*Your instructions*.
Could you turn the items below, from the line containing "Exercise. Mark every instance of the boulder" through the line containing "pixel 412 189", into a two-column CSV with the headers instruction and answer? Use one row per item, with each field in quotes and any line breaks replaced by spaces.

*Input material*.
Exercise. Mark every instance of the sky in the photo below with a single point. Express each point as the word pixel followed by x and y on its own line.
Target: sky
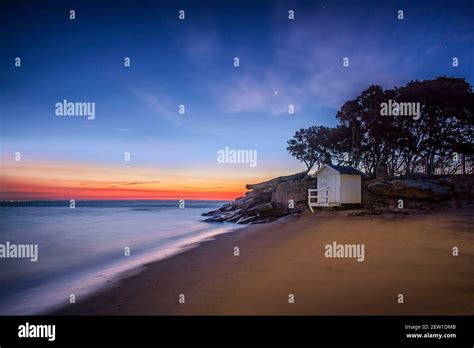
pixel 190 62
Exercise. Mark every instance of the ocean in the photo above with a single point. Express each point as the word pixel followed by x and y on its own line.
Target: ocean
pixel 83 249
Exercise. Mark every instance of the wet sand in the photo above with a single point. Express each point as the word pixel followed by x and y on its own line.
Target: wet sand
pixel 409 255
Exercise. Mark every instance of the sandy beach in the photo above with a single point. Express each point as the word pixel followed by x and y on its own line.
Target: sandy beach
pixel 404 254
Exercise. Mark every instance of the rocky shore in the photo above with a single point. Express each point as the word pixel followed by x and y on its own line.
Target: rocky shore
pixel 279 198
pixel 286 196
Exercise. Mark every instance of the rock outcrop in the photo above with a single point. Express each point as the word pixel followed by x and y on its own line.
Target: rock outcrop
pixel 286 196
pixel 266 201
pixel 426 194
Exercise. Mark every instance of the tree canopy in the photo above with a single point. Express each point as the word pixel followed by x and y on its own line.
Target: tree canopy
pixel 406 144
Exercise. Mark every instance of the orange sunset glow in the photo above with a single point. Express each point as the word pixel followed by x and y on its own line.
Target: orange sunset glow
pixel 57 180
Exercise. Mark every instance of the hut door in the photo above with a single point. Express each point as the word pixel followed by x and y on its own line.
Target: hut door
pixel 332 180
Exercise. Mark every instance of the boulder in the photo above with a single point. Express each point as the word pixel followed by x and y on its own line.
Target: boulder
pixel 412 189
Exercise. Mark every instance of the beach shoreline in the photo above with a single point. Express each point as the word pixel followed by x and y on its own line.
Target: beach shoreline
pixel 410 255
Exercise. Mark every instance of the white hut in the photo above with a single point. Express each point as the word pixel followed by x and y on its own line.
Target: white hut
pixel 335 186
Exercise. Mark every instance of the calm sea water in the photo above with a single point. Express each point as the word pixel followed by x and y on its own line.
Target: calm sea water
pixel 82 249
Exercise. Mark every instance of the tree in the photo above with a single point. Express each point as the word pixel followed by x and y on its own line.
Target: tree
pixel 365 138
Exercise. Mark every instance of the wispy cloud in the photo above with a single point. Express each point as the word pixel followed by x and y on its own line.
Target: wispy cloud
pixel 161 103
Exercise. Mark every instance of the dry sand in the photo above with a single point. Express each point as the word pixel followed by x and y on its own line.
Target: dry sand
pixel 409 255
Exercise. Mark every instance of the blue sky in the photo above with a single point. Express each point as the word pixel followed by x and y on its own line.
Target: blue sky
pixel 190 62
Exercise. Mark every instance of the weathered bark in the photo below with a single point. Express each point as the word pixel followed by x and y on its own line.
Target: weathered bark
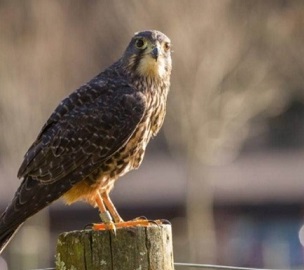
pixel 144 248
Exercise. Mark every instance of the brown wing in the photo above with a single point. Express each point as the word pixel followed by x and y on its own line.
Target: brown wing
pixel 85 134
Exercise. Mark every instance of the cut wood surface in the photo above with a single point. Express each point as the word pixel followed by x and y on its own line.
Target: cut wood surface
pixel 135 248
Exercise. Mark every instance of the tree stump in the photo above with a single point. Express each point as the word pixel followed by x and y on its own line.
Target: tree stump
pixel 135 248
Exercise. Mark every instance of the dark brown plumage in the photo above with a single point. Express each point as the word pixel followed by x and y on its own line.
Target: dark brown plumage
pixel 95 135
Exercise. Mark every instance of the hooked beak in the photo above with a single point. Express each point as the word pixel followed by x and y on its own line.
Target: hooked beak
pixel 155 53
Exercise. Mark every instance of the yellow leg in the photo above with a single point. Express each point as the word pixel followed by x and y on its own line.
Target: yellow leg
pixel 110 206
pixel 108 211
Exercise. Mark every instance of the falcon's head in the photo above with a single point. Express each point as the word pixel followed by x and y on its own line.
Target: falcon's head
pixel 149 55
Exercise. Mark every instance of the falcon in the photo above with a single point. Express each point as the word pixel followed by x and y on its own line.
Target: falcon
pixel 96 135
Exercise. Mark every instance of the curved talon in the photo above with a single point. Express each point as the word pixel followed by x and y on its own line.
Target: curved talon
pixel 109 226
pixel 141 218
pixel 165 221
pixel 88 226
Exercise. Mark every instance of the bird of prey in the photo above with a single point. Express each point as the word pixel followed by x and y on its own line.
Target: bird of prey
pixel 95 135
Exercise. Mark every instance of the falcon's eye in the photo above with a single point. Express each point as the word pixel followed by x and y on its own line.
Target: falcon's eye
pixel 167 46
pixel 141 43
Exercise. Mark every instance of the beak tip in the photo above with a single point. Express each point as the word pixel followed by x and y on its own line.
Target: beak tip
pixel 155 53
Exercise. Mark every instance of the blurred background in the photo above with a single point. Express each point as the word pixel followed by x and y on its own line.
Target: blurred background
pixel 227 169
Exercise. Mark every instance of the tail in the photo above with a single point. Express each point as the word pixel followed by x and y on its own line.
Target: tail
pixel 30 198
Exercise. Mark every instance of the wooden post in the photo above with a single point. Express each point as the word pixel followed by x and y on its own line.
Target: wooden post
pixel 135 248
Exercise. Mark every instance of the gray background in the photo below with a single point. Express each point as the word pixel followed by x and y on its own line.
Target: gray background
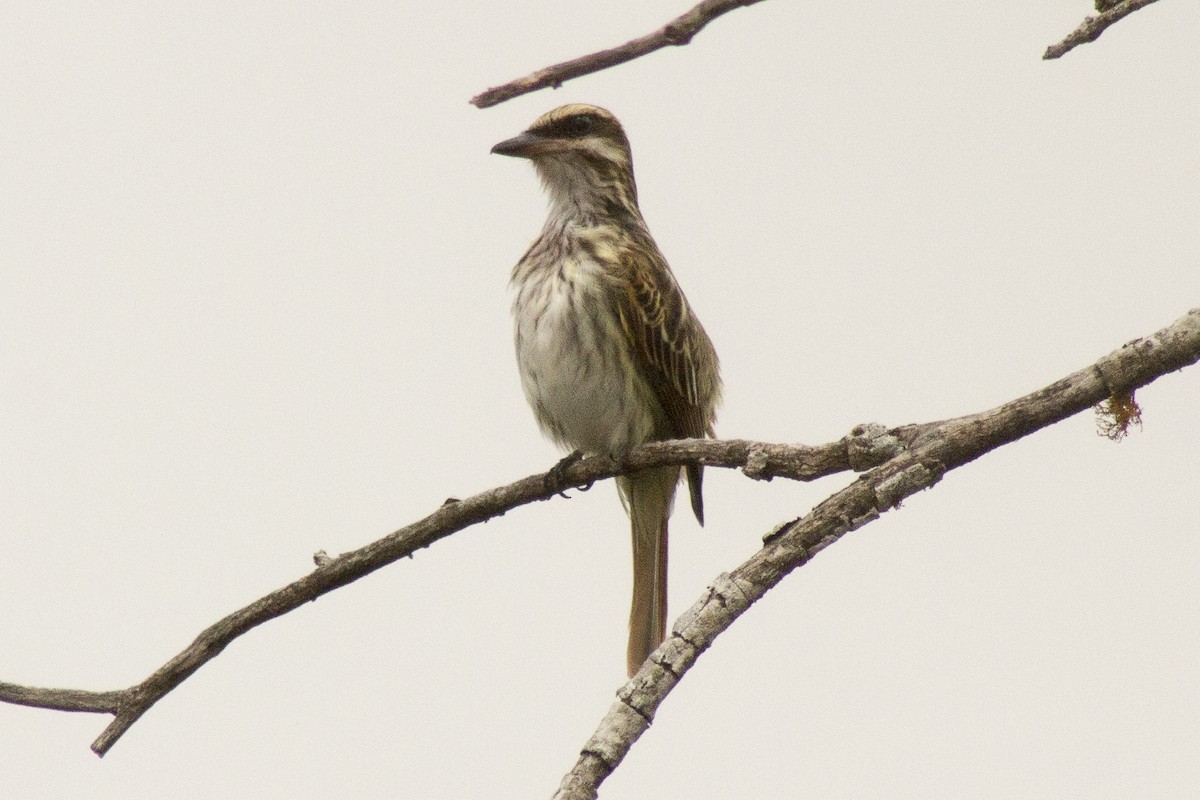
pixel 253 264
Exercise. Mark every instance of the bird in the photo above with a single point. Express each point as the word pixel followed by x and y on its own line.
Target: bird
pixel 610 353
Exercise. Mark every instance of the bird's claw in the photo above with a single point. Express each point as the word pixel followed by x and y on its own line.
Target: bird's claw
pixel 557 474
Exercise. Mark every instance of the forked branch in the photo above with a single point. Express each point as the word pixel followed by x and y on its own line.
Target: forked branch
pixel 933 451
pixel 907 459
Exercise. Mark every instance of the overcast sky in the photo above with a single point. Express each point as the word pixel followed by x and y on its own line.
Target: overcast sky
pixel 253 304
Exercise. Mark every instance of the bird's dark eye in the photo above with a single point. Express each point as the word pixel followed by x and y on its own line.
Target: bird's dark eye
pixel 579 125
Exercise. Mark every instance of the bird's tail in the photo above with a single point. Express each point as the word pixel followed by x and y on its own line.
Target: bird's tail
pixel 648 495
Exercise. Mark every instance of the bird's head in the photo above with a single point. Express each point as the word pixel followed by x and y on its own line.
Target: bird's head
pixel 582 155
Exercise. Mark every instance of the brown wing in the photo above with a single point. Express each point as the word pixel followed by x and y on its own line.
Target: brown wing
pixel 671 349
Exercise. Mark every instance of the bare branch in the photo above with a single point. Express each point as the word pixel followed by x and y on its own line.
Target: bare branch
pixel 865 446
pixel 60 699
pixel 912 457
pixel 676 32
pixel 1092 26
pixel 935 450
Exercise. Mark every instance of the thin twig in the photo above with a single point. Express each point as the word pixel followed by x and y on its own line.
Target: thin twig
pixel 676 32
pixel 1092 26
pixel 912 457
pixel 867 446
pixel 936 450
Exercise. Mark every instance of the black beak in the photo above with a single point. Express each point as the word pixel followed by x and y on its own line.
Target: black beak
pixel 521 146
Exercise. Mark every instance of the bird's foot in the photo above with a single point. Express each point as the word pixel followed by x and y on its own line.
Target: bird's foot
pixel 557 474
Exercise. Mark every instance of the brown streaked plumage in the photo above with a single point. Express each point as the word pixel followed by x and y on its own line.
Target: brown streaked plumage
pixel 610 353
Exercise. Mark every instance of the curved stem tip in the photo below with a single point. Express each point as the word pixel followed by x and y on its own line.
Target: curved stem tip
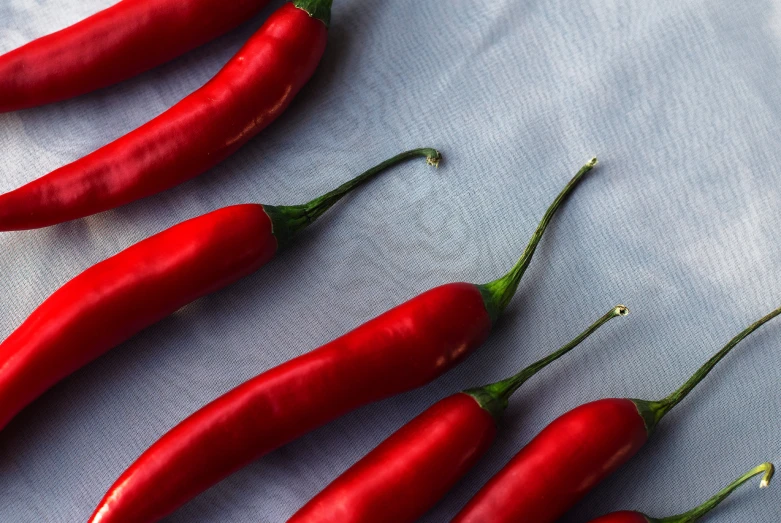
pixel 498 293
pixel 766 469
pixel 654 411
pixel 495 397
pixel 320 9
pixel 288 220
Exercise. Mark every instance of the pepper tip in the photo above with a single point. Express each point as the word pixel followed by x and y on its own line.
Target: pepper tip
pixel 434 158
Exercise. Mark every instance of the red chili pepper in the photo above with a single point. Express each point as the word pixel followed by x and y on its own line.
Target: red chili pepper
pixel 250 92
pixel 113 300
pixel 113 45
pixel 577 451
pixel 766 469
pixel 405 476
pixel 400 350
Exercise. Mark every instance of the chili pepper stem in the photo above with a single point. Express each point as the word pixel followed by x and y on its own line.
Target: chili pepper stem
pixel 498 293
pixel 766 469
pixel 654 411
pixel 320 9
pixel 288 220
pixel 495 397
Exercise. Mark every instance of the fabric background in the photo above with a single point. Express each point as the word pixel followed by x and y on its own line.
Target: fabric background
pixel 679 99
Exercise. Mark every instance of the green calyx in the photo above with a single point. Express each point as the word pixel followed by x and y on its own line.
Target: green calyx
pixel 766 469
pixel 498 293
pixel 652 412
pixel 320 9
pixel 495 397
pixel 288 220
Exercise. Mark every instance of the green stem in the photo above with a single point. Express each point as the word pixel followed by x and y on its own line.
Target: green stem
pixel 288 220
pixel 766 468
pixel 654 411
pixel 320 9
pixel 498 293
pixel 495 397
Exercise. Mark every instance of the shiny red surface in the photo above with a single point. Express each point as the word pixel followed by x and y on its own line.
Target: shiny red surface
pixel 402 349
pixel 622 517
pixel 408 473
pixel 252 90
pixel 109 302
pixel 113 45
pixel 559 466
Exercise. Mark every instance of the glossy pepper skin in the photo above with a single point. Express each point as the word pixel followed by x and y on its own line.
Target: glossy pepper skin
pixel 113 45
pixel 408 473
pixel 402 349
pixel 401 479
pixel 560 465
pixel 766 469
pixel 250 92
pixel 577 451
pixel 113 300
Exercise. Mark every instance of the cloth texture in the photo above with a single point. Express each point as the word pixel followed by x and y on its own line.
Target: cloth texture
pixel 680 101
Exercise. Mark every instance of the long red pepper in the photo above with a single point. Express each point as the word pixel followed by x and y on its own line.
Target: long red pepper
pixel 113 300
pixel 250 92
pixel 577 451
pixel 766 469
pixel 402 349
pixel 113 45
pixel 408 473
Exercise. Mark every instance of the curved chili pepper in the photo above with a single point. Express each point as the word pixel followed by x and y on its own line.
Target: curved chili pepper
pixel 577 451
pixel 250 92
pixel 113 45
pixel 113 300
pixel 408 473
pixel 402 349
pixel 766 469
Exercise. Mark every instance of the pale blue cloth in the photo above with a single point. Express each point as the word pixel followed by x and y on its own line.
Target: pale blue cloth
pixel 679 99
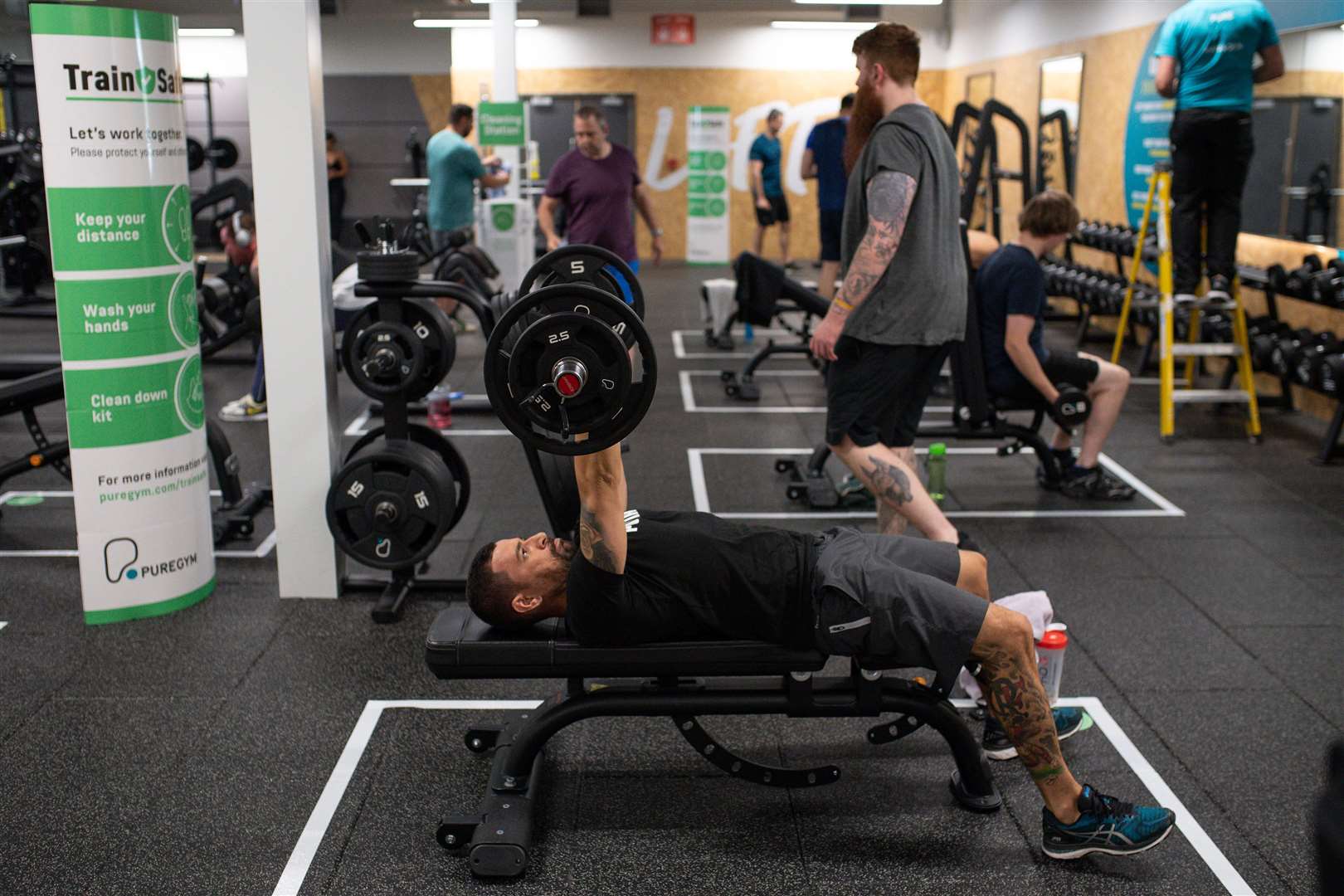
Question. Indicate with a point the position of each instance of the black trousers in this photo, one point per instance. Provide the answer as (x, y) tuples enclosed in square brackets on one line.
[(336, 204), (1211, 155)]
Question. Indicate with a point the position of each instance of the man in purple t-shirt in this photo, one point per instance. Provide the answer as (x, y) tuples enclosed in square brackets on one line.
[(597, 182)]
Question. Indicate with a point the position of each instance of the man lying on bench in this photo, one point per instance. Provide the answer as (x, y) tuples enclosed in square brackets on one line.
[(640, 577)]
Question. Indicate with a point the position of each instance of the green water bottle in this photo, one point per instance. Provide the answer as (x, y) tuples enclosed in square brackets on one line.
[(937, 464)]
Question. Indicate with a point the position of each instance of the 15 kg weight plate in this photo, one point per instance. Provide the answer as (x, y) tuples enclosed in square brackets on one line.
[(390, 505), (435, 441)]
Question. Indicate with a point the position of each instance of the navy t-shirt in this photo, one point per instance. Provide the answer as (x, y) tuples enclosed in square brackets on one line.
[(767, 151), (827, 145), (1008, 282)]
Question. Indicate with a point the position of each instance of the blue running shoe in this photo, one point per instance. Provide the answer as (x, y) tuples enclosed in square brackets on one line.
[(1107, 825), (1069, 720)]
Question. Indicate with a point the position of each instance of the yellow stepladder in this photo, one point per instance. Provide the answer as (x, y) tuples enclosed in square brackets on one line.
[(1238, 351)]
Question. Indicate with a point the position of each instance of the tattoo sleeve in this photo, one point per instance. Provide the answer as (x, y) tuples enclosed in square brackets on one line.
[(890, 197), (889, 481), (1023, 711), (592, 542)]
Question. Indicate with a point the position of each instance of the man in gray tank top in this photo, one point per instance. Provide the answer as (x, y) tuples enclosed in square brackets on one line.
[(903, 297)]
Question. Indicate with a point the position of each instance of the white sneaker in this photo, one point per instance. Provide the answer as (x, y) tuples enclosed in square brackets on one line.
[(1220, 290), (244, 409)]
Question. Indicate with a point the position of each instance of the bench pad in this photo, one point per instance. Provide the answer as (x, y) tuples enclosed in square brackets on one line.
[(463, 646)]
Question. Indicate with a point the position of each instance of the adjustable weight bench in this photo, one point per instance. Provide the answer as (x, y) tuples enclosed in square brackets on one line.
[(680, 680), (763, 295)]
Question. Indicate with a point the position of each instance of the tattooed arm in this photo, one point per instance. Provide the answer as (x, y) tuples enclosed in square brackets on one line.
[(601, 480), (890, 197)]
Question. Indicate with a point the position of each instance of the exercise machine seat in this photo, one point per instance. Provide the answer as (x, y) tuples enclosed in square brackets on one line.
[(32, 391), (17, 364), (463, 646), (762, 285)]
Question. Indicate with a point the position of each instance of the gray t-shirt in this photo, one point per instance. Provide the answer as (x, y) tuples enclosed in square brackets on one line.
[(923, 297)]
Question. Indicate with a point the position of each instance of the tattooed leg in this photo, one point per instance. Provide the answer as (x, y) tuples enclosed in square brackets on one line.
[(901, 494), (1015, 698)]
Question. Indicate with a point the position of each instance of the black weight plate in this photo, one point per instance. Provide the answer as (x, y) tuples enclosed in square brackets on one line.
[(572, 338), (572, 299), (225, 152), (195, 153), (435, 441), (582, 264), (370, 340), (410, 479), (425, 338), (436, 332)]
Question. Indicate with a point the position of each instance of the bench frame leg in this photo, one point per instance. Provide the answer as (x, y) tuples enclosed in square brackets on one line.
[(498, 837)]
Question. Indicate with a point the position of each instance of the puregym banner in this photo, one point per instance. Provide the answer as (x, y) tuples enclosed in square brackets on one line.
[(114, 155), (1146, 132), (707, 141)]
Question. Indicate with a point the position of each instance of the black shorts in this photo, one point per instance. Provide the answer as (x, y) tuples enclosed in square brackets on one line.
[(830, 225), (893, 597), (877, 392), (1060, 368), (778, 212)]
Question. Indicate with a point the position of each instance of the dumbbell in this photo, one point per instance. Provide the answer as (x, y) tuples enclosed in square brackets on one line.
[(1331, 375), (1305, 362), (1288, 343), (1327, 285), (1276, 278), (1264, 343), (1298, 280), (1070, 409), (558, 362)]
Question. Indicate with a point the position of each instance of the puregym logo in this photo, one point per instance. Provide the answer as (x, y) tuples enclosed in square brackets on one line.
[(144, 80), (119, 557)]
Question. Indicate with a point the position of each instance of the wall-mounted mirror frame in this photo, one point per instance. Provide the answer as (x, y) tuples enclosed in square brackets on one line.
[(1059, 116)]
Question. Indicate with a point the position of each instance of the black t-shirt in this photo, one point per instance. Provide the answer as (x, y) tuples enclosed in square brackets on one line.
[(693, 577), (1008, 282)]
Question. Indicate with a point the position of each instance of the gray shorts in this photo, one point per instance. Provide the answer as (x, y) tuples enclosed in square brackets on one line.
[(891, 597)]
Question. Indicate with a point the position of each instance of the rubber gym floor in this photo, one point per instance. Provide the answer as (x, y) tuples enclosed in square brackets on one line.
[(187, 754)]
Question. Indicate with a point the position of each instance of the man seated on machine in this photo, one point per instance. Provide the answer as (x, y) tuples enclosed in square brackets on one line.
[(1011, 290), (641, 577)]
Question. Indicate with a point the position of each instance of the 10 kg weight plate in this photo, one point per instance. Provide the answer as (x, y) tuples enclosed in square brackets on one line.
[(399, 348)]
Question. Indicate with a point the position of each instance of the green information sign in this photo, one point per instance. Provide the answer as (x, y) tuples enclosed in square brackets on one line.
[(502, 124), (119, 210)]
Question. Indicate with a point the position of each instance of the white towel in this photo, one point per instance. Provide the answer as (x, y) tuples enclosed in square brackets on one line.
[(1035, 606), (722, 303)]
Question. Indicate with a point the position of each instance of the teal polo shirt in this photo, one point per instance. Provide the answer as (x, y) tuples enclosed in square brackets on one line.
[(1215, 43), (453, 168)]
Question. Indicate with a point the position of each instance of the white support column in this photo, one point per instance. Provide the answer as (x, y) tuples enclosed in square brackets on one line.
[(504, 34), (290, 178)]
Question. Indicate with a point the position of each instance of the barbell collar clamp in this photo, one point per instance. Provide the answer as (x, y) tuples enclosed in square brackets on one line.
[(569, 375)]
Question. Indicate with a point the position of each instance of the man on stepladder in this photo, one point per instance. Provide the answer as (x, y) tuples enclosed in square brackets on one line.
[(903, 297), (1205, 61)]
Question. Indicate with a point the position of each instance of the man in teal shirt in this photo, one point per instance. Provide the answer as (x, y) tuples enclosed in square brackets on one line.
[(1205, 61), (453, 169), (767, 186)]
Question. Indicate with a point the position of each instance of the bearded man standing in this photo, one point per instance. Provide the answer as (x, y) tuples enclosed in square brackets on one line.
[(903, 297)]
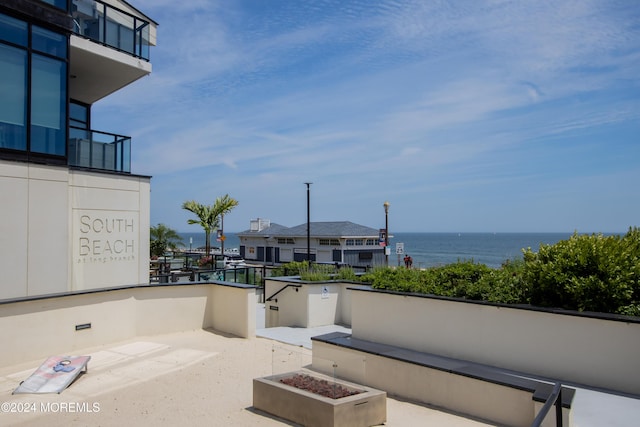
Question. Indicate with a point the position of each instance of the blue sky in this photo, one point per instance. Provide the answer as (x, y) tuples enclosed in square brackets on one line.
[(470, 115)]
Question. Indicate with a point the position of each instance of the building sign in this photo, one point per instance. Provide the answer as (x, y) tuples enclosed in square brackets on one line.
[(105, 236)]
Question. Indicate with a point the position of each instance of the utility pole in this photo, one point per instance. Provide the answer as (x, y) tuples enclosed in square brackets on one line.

*Task result*.
instruction,answer
"Exercise. Mark every instance of the boulder in the photo above with a single point. Express each point as the word pixel followed by x and y on its own line. Target: boulder","pixel 412 189"